8 septembre. — Aujourd’hui, étant sur l’impériale de l’omnibus d’Auteuil, après avoir reçu une averse qui m’a transpercé jusqu’aux os, par parenthèse, je suis passé devant les Tuileries au moment où les maçons jetaient bas la dernière muraille de l’aile où avait été la salle de la Convention. On eût dû respecter ces murs où avait habité la monarchie, mais où avait siégé la Révolution.


16 septembre. — Victor va être traité par les inhalations d’oxygène.


24 septembre. — On a de bonnes nouvelles de Rochefort. Il a écrit de Canaries à sa fille. Il se porte assez bien.


4 octobre. — Victor a emménagé aujourd’hui 20, rue Drouot. Il a très bien supporté le voyage d’Auteuil à Paris.


7 octobre. — Les journaux royalistes et dévots m’appellent marquis de Sade. Marie Tudor, disent-ils, est le plus grand scandale depuis Justine[6].


26 octobre. — Aujourd’hui la trentième de Marie Tudor. Avant-hier quatre jeunes élégants, on appelle cela aujourd’hui gommeux, étaient à la représentation dans une première loge. Bochet était près d’eux. Il a entendu l’un de ces quatre dire aux autres avec douceur : On devrait le mener en cour d’assises, l’auteur d’une pièce comme ça.


28 octobre. — Cette nuit, après quelques heures de profond sommeil, je me suis réveillé. Il y avait au levant, dans le ciel, au-dessus des toits du carrefour Pigalle, une grande clarté plutôt d’or que de feu, plutôt rose que rouge. Aucun cri, aucun bruit. J’ai pensé que c’était l’aurore et je me suis rendormi.


29 octobre. — Ce matin, cette aurore m’est expliquée, c’était l’incendie. Cette nuit l’Opéra a brûlé.


31 octobre. — Ce matin, Georges, ayant enfreint une défense de sa mère relative à un pot de confitures, m’a dit : — Papapa, veux-tu me donner la permission d’avoir mangé les confitures ce matin ?


1er novembre. — Après le dîner est venu Edmond Adam. Il nous a apporté d’assez bonnes nouvelles de Rochefort. On le traite bien dans le navire. Ils arriveront à Nouméa dans les premiers jours de novembre.


6 novembre. — Monselet devait dîner avec nous aujourd’hui ; il s’est excusé télégraphiquement par un quatrain :


Contretemps détestable.
Théâtres et tracas.
Ce soir à votre table
On ne me verra pas.


Je lui ai répondu :


Que désormais chez nous chaque jeudi t’amène !
Et je m’adresse à Dieu lui-même, et je lui dis :
Fais-nous la semaine
Des quatre jeudis !


11 novembre. — Le docteur Voillemier est venu ce matin. Il ne croit pas que Victor puisse partir pour le Midi avant le 1er janvier. Il pense que la douleur va décroître.

Après le dîner sont venus Louis Blanc, Peyrat et Brisson. On a parlé de Bazaine. J’ai dit que la peine devait être la dégradation, Louis Blanc le pense aussi ; Peyrat et Brisson sont pour la peine de mort.

» EXTRAITS DE DONNÉES
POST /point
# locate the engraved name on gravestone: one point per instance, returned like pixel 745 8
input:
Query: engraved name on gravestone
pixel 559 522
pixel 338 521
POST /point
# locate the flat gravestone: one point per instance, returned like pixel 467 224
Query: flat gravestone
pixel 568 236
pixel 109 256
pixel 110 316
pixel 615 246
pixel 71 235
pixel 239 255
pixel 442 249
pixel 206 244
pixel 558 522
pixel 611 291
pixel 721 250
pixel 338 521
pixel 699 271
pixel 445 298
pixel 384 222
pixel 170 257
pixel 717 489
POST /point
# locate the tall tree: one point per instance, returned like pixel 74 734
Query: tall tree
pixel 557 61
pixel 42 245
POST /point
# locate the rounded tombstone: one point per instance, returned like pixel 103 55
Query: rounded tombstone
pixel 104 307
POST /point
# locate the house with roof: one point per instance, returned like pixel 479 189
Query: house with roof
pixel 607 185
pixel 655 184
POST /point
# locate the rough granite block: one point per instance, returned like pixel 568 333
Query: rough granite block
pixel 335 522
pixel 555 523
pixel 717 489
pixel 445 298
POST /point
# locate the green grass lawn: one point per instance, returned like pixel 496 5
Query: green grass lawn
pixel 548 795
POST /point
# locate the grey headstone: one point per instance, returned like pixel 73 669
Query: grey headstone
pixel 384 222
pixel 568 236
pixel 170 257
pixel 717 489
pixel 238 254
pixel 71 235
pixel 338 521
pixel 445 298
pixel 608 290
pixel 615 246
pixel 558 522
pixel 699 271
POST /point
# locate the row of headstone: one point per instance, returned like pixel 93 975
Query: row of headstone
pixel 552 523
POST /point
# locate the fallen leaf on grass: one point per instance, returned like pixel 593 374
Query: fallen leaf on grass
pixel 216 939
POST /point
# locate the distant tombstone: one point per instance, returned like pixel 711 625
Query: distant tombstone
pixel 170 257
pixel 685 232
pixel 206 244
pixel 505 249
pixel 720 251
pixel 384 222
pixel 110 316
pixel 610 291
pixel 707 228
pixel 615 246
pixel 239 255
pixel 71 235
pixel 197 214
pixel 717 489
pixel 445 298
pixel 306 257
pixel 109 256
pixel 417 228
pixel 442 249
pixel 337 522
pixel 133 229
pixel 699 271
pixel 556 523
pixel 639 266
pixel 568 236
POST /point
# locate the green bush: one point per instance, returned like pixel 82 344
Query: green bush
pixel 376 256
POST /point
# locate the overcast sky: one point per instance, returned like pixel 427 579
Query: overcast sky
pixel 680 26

» EXERCICE 1
Traduisez en anglais la phrase « Cette nuit l’Opéra a brûlé. », tirée du bloc de texte.
» EXERCICE 2
Montrez chacune des lignes qui contient le mot « grass ».

» RÉPONSE 1
Last night the Opera burned down.

» RÉPONSE 2
# locate the green grass lawn: one point per instance, returned like pixel 496 5
Query: green grass lawn
# locate the fallen leaf on grass: one point per instance, returned like pixel 593 374
Query: fallen leaf on grass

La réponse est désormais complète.